Texte présenté →
III.2– Partout, Delhomme cite des livres et auteurs qu’il juge célèbres, dont la référence le classe en tout cas comme connaisseur.
--> On retombe au grand drame des érudits (selon moi), qui s’estiment supérieurs car capables de citer plein de livres et d’auteurs, se dispensant dès lors de réfléchir par eux-mêmes. Je trouve cela affligeant. Enfin, si c’est comme un collectionneur de papillons qui raffole d’énoncer les méconnus noms latins des petits animaux, c’est effectivement bénin, mais ça ne m’intéresse personnellement pas. J’espère que Delhomme va changer d’approche, pour intéresser (si telles et telles idées géniales lui ont été apportées par des livres, très bien : qu’il énonce ces idées géniales et non le titre ou le nom d’auteur – repoussables en notes en bas de page ou fin d’ouvrage).
III.3– Delhomme déplore que la lecture commandée par les enseignants soit vécue comme une souffrance, les enfants (par ailleurs mauvais en orthographe) étant hélas soutenus par leurs parents (télévores) en colère contre cette torture livresque.
--> Attention, il ne faut pas tomber dans l’excès inverse, celui que j’ai connu (dans une famille enseignante) et que je déplore. A l’école primaire, il était obligatoire d’apprendre des poésies d’auteur par cœur, sous peine de punition, et cela m’a totalement dégoûté de la poésie, je trouvais absurde l’affirmation (de mes parents et grands-parents) que cela était beau. Cette contrainte scolaire était en fait totalement inapropriée (pas du tout un "partage de grandeur"), et j’ai redécouvert la poésie à 14 ans (feuilletant solitaire le livre de Français entre deux cours), comme moyen splendide d’expression de sentiments nouveaux – la beauté était dans le contenu, l’idée (traduisible en une autre langue), nullement dans la forme, le nom d’auteur célèbre, le guidage enseignant. Attention, Delhomme, n’agite pas la gloire de tes références sans avancer d’idée, cela n’a aucune force de conviction. Plus généralement, cela rejoint le problème de l’art : je ne donne nullement tort à ceux que méprise la prétendue Elite, qui avouent que tel machin dit chef d’œuvre est moche, nul ; se gargariser de milliers d’interprétations auto-satisfaites est un jeu comme un autre, mais pas un facteur objectif de supériorité (même si cela cause supériorité sociale dans cette société pourrie, qui exploite le travail pénible ici ou l’exporte en Chine en tirant tout le bénéfice commercial avant que ça nous explose à la figure). A quatorze ans et demi, j’ai avalé sur commande trois cents pages d’un roman qui ne m’a pas intéressé, et après quatre heures de cours de Français faisant discourir et se répondre les admirateurs, sous les applaudissements professoraux, j’en suis resté à mon sentiment : « ça m’intéresse pas, ce bouquin là, c’est pas parce que c’est prétendu un grand livre que c’est bien ». Idem pour l’orthographe, inutile stupide « militaire » (obéir, vénérer l’autorité), scandale pseudo-intellectuel. Delhomme parle à mes parents, jusqu’ici, sa force de conviction vers moi est nulle. J'ai inventé (en écrivant une nouvelle imaginaire) le cours faisant aimer la poésie, écrire avec émotion de la poésie, je n'ai jamais reçu ce cours, jamais, le principe n'en était même pas concevable à l'école républicaine vénératrice, "à la Delhomme".

Consigne 1 → Indiquez si chacune des affirmations suivantes concorde avec le texte présenté. Justifiez chaque réponse (oui ou non) par les mots décisifs du texte, cités exactement. (a) L’auteur a redécouvert la poésie à 14 ans. (b) L’auteur a reçu à l’école un cours faisant aimer la poésie. (c) L’auteur souhaite que Delhomme mette en avant les titres et les noms d’auteurs plutôt que les idées.
Consigne 2 → D’après le texte présenté, à quel âge l’auteur a-t-il lu sur commande trois cents pages d’un roman ?
Consigne 3 → Modifiez le passage du texte présenté qui va de "III.2– Partout, Delhomme" jusqu’à "ou fin d’ouvrage)." : mettez "timbres" à la place de "papillons".

Données fournies →
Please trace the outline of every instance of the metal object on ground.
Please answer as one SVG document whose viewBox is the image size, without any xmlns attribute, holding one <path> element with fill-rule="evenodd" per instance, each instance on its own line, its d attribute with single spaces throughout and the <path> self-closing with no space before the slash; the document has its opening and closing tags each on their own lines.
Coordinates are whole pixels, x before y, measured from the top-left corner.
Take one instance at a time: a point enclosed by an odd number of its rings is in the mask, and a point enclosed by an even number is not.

Corrigé complet 1 →
(a) Oui : « j’ai redécouvert la poésie à 14 ans ».
(b) Non : « je n'ai jamais reçu ce cours, jamais ».
(c) Non : « qu’il énonce ces idées géniales et non le titre ou le nom d’auteur ».

Corrigé complet 2 → À quatorze ans et demi.

Corrigé complet 3 →
III.2– Partout, Delhomme cite des livres et auteurs qu’il juge célèbres, dont la référence le classe en tout cas comme connaisseur.
--> On retombe au grand drame des érudits (selon moi), qui s’estiment supérieurs car capables de citer plein de livres et d’auteurs, se dispensant dès lors de réfléchir par eux-mêmes. Je trouve cela affligeant. Enfin, si c’est comme un collectionneur de timbres qui raffole d’énoncer les méconnus noms latins des petits animaux, c’est effectivement bénin, mais ça ne m’intéresse personnellement pas. J’espère que Delhomme va changer d’approche, pour intéresser (si telles et telles idées géniales lui ont été apportées par des livres, très bien : qu’il énonce ces idées géniales et non le titre ou le nom d’auteur – repoussables en notes en bas de page ou fin d’ouvrage).